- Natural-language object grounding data
========

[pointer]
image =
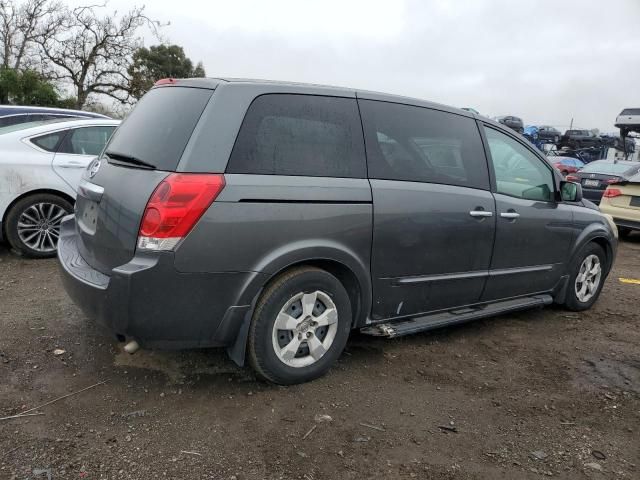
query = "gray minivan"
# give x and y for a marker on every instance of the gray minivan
(274, 218)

========

- The problem
Each line from the one containing "# give x and" through the final line of the records must be repeated exactly, with no line added or dropped.

- Completed task
# give x and y for a marker on every instance of the gray minivan
(274, 218)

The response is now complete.